# European heritage must be protected



## AmoreUrbs (Mar 6, 2013)

I don't know if this is the right place to post it, anyways here you can "admire" what we're becoming hno: .. We destroy our precious heritage without any sense, even when such beauties are concerned, and this is only one of the many legalized disfigurements.. 

http://www.youtube.com/watch?v=RkKzNWemmMQ

I don't think you have to know French to understand it, pictures express this more clearly ..hno:


----------



## socrates#1fan (Jul 1, 2008)

Why the HELL was this allowed to be demolished? That makes me sick.

It reminds me of an old church here in Indianapolis that was demolished. hno:


----------



## julian.ds (Aug 23, 2012)

this makes me furious and to want to hit whatever idiot is responsible for this. How﻿ utterly disgusting, irresponsible and distasteful. Shame on all those responsible for their lack of care, foresight and respect


----------



## Suburbanist (Dec 25, 2009)

Oh, nostalgia. I'm all in favor of razing old building to build new ones. Especialyl if they are very modern and high-tech.


----------



## socrates#1fan (Jul 1, 2008)




----------



## Rev Stickleback (Jun 23, 2009)

Suburbanist said:


> Oh, nostalgia. I'm all in favor of razing old building to build new ones. Especialyl if they are very modern and high-tech.


Yes, but you are very strange.


----------



## k% (May 23, 2007)

Suburbanist said:


> Oh, nostalgia. I'm all in favor of razing old building to build new ones. Especialyl if they are very modern and high-tech.


I would raze down the colosseum, who cares about that old crap, we can build new, bigger and high- tech stadium there :dunno:


----------



## AmoreUrbs (Mar 6, 2013)

Suburbanist said:


> Oh, nostalgia. I'm all in favor of razing old building to build new ones. Especialyl if they are very modern and high-tech.


No.. I don't want to reply, because I don't want to swear or anything.. You must have absolutely no heart to say something like that.. indeed you also seem to like big sprawly destructive suburbs, so that would further confirm my first quote..


----------



## AmoreUrbs (Mar 6, 2013)

socrates#1fan said:


> Why the HELL was this allowed to be demolished? That makes me sick.

Objective 1: Reproduce a stretch of the forum thread on heritage demolition, starting at the words "## Rev Stickleback" and ending after "are very strange.".

A run of records:
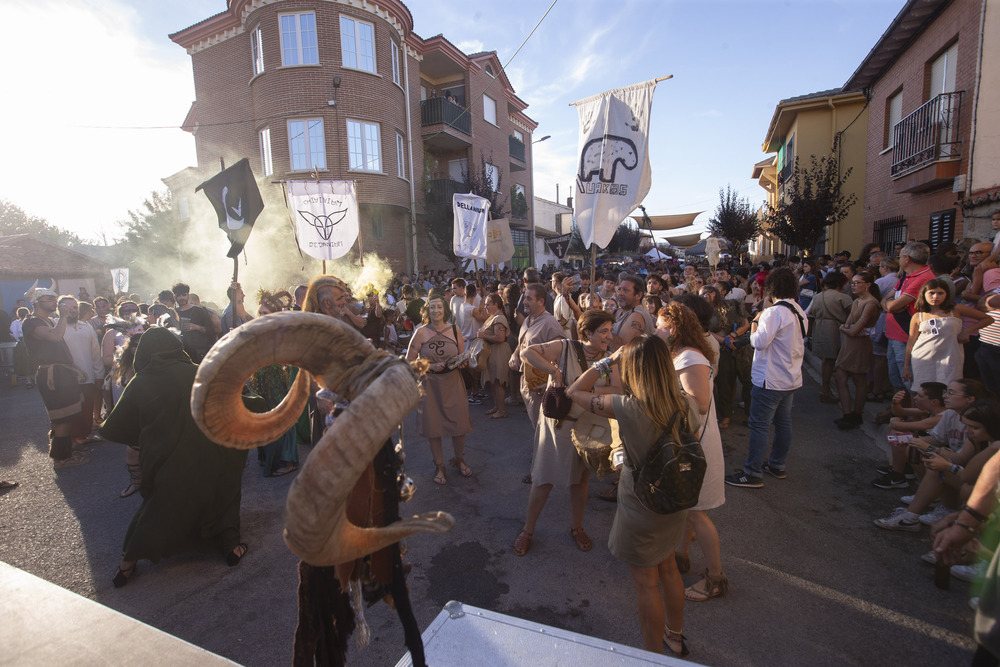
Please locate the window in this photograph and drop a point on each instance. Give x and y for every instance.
(364, 153)
(256, 53)
(400, 156)
(493, 174)
(942, 74)
(298, 39)
(357, 44)
(307, 144)
(894, 114)
(490, 109)
(395, 64)
(266, 164)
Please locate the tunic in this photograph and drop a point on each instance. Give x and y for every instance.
(190, 485)
(638, 536)
(713, 488)
(444, 406)
(556, 460)
(937, 357)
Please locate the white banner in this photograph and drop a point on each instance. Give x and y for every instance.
(119, 280)
(326, 216)
(613, 173)
(471, 212)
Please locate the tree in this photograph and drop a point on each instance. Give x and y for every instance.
(811, 201)
(735, 220)
(13, 220)
(441, 215)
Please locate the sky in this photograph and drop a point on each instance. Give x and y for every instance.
(93, 110)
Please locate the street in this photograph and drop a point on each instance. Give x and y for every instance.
(812, 580)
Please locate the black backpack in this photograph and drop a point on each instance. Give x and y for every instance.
(670, 478)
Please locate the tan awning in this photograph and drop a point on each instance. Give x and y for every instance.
(664, 222)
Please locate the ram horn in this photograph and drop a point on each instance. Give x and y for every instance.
(382, 390)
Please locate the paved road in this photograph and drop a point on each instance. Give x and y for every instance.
(812, 580)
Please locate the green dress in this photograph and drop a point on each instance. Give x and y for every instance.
(190, 485)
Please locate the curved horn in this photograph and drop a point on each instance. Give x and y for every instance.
(383, 391)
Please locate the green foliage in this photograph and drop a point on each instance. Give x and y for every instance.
(811, 200)
(735, 220)
(13, 220)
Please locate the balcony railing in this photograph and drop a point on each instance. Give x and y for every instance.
(516, 148)
(438, 110)
(440, 190)
(929, 134)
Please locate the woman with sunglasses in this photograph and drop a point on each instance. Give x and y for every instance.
(934, 352)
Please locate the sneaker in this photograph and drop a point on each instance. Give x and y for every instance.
(891, 481)
(898, 521)
(76, 459)
(741, 478)
(774, 472)
(969, 573)
(934, 515)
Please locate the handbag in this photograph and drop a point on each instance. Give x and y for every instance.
(555, 403)
(670, 478)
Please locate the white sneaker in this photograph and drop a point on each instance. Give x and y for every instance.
(969, 572)
(900, 519)
(934, 515)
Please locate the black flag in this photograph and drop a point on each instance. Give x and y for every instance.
(234, 194)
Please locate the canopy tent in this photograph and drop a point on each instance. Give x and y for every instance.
(667, 222)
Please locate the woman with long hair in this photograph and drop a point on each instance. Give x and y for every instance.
(644, 540)
(678, 326)
(556, 461)
(496, 373)
(855, 358)
(444, 408)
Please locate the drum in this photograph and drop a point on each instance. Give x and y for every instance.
(593, 439)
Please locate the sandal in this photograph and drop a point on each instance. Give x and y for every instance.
(462, 468)
(234, 557)
(522, 543)
(122, 576)
(671, 637)
(583, 542)
(707, 587)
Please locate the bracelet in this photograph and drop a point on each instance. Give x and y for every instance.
(974, 514)
(962, 525)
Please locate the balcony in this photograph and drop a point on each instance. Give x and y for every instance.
(440, 191)
(928, 136)
(454, 126)
(516, 153)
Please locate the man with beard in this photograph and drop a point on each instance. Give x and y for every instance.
(197, 331)
(85, 350)
(57, 377)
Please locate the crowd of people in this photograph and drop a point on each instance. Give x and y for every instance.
(653, 349)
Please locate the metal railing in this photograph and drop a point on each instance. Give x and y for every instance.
(928, 134)
(516, 148)
(439, 110)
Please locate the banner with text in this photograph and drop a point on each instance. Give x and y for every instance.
(613, 172)
(469, 237)
(326, 216)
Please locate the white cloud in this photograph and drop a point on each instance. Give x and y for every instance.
(92, 72)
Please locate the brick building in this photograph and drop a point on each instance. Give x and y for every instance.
(920, 79)
(346, 90)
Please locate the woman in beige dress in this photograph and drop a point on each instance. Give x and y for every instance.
(444, 407)
(495, 373)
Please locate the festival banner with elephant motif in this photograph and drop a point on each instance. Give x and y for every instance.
(613, 172)
(326, 216)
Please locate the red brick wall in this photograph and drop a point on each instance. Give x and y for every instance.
(960, 20)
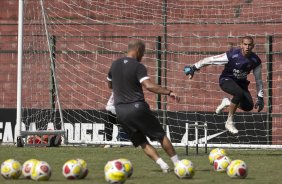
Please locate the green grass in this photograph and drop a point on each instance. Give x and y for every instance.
(264, 165)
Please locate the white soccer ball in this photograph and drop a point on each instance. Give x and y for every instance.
(237, 169)
(41, 171)
(184, 169)
(115, 172)
(215, 153)
(72, 169)
(221, 163)
(128, 166)
(84, 169)
(27, 168)
(11, 169)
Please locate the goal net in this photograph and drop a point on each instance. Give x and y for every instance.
(84, 36)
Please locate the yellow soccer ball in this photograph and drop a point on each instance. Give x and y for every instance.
(237, 169)
(27, 168)
(184, 169)
(215, 153)
(128, 166)
(115, 172)
(41, 171)
(72, 169)
(11, 169)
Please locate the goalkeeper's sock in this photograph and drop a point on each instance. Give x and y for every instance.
(174, 159)
(163, 165)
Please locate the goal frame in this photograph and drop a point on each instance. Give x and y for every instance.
(22, 135)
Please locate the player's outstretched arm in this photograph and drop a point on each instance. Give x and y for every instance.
(259, 84)
(190, 70)
(152, 87)
(221, 59)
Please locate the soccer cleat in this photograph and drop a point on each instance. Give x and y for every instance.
(229, 125)
(224, 103)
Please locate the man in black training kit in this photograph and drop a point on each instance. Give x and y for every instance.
(126, 77)
(238, 63)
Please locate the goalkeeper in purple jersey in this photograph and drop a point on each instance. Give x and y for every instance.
(238, 63)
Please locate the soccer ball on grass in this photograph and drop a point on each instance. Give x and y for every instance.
(115, 172)
(127, 165)
(221, 163)
(184, 169)
(27, 168)
(11, 169)
(237, 169)
(72, 169)
(215, 153)
(41, 171)
(84, 169)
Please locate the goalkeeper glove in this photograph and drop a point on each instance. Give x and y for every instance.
(190, 70)
(259, 104)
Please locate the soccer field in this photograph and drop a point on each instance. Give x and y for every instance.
(264, 165)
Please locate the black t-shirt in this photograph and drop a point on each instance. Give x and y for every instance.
(126, 75)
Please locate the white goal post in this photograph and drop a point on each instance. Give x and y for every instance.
(65, 49)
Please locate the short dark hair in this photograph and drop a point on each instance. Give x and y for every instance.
(136, 45)
(248, 38)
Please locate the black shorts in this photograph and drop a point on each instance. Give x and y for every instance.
(239, 91)
(138, 121)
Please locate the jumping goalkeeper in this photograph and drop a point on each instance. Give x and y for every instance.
(238, 63)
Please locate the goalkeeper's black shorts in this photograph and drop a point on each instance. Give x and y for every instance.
(138, 121)
(240, 93)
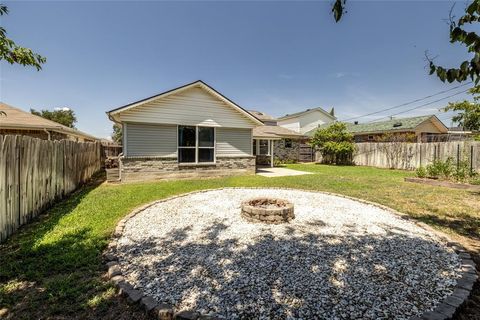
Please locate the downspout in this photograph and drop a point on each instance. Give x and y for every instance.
(48, 133)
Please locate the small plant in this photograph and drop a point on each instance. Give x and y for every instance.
(440, 169)
(421, 172)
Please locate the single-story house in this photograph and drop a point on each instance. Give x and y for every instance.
(423, 128)
(16, 121)
(306, 120)
(190, 131)
(272, 142)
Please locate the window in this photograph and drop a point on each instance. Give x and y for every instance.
(196, 144)
(288, 143)
(264, 147)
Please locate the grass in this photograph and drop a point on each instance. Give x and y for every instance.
(53, 268)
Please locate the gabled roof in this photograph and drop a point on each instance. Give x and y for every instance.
(275, 132)
(296, 114)
(400, 124)
(199, 83)
(262, 116)
(19, 119)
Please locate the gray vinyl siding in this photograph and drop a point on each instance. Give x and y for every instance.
(233, 142)
(193, 107)
(151, 140)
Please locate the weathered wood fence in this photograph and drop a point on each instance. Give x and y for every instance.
(410, 156)
(35, 172)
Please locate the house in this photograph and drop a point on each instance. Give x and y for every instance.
(16, 121)
(423, 129)
(306, 120)
(272, 142)
(190, 131)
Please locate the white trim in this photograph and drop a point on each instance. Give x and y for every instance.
(301, 113)
(197, 147)
(124, 134)
(199, 84)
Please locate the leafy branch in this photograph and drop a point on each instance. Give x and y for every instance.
(13, 53)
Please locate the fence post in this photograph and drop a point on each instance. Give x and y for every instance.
(458, 156)
(471, 159)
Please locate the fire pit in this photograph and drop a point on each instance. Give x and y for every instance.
(267, 210)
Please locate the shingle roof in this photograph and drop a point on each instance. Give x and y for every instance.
(261, 115)
(400, 124)
(291, 115)
(18, 119)
(275, 132)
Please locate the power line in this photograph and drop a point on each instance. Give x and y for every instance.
(407, 103)
(423, 105)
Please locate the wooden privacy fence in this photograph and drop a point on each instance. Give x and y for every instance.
(35, 172)
(409, 156)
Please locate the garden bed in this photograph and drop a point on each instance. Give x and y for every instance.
(444, 183)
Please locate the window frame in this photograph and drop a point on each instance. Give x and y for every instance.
(268, 147)
(197, 147)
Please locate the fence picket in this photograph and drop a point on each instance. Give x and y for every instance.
(34, 173)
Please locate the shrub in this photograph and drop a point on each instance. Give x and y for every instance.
(441, 169)
(421, 172)
(335, 144)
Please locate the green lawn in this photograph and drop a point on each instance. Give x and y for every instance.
(53, 267)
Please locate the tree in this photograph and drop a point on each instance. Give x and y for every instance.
(117, 135)
(397, 149)
(335, 143)
(64, 116)
(13, 53)
(468, 116)
(468, 69)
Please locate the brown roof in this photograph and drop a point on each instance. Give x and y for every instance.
(16, 118)
(261, 115)
(275, 132)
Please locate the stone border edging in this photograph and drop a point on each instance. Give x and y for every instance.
(444, 310)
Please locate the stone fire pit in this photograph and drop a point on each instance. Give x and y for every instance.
(267, 210)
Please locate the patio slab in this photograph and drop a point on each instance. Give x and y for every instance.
(279, 172)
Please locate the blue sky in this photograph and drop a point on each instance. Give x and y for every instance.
(277, 57)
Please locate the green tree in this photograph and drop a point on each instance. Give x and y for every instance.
(335, 143)
(117, 135)
(13, 53)
(459, 33)
(64, 116)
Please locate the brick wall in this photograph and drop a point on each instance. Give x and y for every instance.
(142, 169)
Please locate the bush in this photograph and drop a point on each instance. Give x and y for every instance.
(448, 169)
(440, 169)
(421, 172)
(335, 143)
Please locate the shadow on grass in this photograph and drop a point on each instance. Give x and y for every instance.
(58, 278)
(296, 274)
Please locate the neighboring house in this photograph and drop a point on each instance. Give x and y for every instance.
(274, 143)
(17, 121)
(189, 131)
(425, 129)
(304, 121)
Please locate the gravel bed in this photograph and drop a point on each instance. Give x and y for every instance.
(338, 259)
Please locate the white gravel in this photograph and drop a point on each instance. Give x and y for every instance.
(338, 259)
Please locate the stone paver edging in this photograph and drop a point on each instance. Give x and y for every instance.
(444, 310)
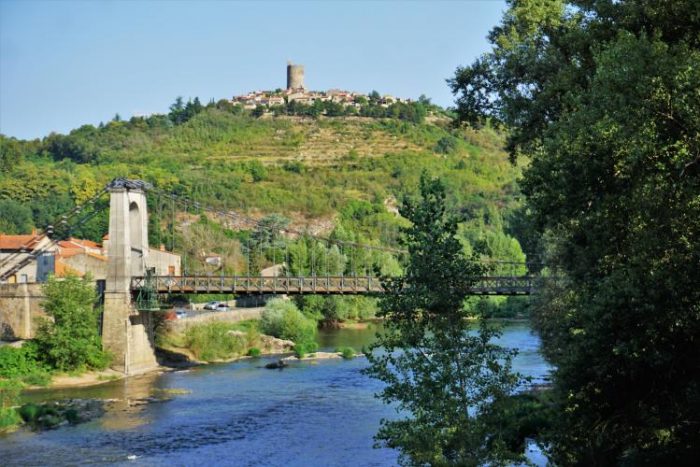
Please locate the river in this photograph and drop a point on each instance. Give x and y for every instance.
(311, 414)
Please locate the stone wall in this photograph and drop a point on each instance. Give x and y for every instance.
(20, 306)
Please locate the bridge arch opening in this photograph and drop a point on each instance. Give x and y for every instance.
(135, 229)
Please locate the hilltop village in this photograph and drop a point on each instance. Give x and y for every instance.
(297, 92)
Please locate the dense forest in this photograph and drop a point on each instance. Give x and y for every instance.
(341, 177)
(602, 96)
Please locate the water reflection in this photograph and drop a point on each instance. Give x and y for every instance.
(320, 413)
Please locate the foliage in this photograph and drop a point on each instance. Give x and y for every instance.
(70, 340)
(23, 364)
(15, 218)
(347, 353)
(603, 98)
(9, 397)
(218, 341)
(448, 382)
(334, 309)
(282, 319)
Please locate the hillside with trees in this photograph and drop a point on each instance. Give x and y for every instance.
(338, 176)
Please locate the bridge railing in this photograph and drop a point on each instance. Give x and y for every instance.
(291, 285)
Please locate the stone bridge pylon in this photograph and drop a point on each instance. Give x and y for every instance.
(127, 333)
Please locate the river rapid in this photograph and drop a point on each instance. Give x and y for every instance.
(314, 413)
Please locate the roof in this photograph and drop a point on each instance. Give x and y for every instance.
(17, 242)
(78, 243)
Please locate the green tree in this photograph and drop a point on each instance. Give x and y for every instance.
(10, 153)
(448, 380)
(15, 218)
(603, 98)
(70, 340)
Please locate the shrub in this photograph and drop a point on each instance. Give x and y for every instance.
(9, 396)
(216, 341)
(346, 352)
(70, 341)
(281, 318)
(23, 364)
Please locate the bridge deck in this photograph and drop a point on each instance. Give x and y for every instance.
(325, 285)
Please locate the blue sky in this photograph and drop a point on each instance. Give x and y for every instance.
(67, 63)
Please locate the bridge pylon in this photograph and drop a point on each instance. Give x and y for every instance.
(127, 333)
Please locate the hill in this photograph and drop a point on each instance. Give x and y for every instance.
(341, 176)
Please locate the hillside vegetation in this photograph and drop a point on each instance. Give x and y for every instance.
(339, 176)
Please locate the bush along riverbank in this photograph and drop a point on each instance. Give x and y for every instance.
(282, 329)
(65, 343)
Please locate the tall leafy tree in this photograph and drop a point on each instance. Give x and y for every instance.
(70, 341)
(603, 97)
(446, 381)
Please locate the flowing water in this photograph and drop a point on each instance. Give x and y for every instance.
(311, 414)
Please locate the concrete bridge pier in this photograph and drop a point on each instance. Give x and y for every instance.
(127, 333)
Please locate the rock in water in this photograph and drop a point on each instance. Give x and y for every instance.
(278, 365)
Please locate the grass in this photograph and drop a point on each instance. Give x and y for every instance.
(214, 341)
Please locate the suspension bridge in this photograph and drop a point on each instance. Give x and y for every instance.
(331, 267)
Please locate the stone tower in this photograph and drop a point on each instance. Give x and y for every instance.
(127, 333)
(295, 76)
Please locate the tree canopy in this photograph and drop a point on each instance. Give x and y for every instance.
(447, 381)
(602, 97)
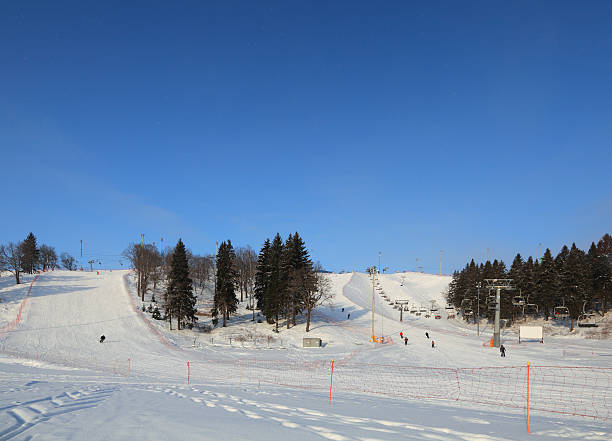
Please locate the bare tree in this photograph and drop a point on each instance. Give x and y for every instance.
(11, 259)
(313, 287)
(200, 271)
(48, 257)
(145, 259)
(68, 261)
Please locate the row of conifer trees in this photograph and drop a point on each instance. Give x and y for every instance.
(580, 281)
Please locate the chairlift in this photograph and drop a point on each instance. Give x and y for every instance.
(585, 320)
(560, 312)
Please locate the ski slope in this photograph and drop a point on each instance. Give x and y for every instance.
(60, 383)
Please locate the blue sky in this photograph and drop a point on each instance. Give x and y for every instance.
(401, 127)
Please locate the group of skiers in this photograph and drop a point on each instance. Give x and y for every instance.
(502, 349)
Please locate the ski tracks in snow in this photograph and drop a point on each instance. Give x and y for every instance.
(29, 414)
(324, 424)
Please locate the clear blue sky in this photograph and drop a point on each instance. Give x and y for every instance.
(401, 127)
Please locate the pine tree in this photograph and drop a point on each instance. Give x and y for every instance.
(179, 299)
(547, 283)
(600, 275)
(575, 287)
(30, 253)
(225, 300)
(275, 301)
(297, 274)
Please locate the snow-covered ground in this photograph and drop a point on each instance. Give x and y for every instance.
(247, 382)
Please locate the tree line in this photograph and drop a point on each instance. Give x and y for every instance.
(282, 280)
(27, 257)
(287, 283)
(575, 279)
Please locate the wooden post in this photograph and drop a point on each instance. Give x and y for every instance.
(528, 428)
(331, 380)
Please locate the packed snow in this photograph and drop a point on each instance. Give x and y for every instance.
(248, 382)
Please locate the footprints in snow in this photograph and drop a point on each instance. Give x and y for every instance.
(285, 416)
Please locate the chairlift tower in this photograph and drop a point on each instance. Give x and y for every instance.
(498, 285)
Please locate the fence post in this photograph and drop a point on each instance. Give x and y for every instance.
(240, 382)
(528, 428)
(331, 380)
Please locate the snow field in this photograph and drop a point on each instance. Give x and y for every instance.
(390, 391)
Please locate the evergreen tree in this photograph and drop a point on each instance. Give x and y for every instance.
(179, 299)
(547, 283)
(274, 301)
(30, 254)
(225, 300)
(600, 276)
(297, 274)
(575, 287)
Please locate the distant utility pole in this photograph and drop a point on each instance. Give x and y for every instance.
(478, 285)
(373, 294)
(498, 285)
(539, 252)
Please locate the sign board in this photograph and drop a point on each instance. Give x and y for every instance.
(531, 332)
(311, 342)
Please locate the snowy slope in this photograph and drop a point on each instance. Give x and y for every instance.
(60, 383)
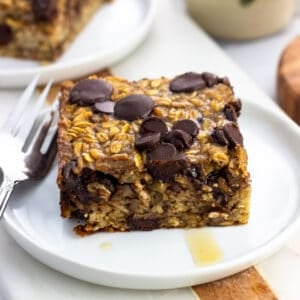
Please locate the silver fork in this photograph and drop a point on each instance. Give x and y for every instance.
(28, 141)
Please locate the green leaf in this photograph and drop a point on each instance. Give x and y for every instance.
(246, 2)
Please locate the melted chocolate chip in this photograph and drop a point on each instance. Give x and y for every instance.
(153, 124)
(210, 79)
(219, 197)
(224, 80)
(79, 184)
(195, 173)
(200, 118)
(134, 107)
(90, 91)
(43, 10)
(179, 138)
(219, 137)
(147, 141)
(106, 107)
(233, 134)
(6, 34)
(163, 151)
(166, 169)
(187, 82)
(237, 106)
(189, 126)
(230, 113)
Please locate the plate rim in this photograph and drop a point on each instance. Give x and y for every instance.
(140, 280)
(20, 78)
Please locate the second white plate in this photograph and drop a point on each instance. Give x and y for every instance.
(116, 30)
(161, 259)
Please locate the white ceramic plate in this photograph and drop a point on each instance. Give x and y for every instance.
(116, 30)
(161, 259)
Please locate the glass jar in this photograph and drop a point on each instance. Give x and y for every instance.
(241, 19)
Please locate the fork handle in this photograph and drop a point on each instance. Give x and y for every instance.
(6, 189)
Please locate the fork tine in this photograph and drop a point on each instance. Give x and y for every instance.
(16, 113)
(27, 120)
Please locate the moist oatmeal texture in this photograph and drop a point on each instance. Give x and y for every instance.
(42, 29)
(151, 153)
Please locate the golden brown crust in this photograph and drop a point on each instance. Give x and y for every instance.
(246, 285)
(99, 145)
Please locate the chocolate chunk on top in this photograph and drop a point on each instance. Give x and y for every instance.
(6, 34)
(164, 151)
(189, 126)
(164, 161)
(106, 107)
(90, 91)
(167, 169)
(43, 10)
(219, 137)
(187, 82)
(180, 139)
(153, 124)
(230, 113)
(133, 107)
(233, 134)
(210, 79)
(147, 141)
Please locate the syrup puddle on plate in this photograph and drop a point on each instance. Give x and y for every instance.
(105, 246)
(203, 247)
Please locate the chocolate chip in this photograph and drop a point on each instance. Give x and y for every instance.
(179, 138)
(224, 80)
(210, 79)
(213, 176)
(187, 82)
(141, 223)
(200, 119)
(219, 197)
(106, 107)
(43, 10)
(67, 170)
(166, 169)
(237, 106)
(219, 137)
(147, 141)
(230, 113)
(6, 34)
(189, 126)
(163, 151)
(134, 107)
(153, 124)
(89, 91)
(233, 134)
(196, 175)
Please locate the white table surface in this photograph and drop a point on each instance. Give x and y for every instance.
(22, 277)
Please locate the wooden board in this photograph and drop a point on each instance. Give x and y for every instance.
(288, 80)
(246, 285)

Objective 2: How many lines of the listing contain the word "water"? Give only the number.

Written reply 1:
## Rev Stickleback (Jun 23, 2009)

Suburbanist said:


> Oh, nostalgia. I'm all in favor of razing old building to build new ones. Especialyl if they are very modern and high-tech.


Yes, but you are very strange.

Written reply 2: 3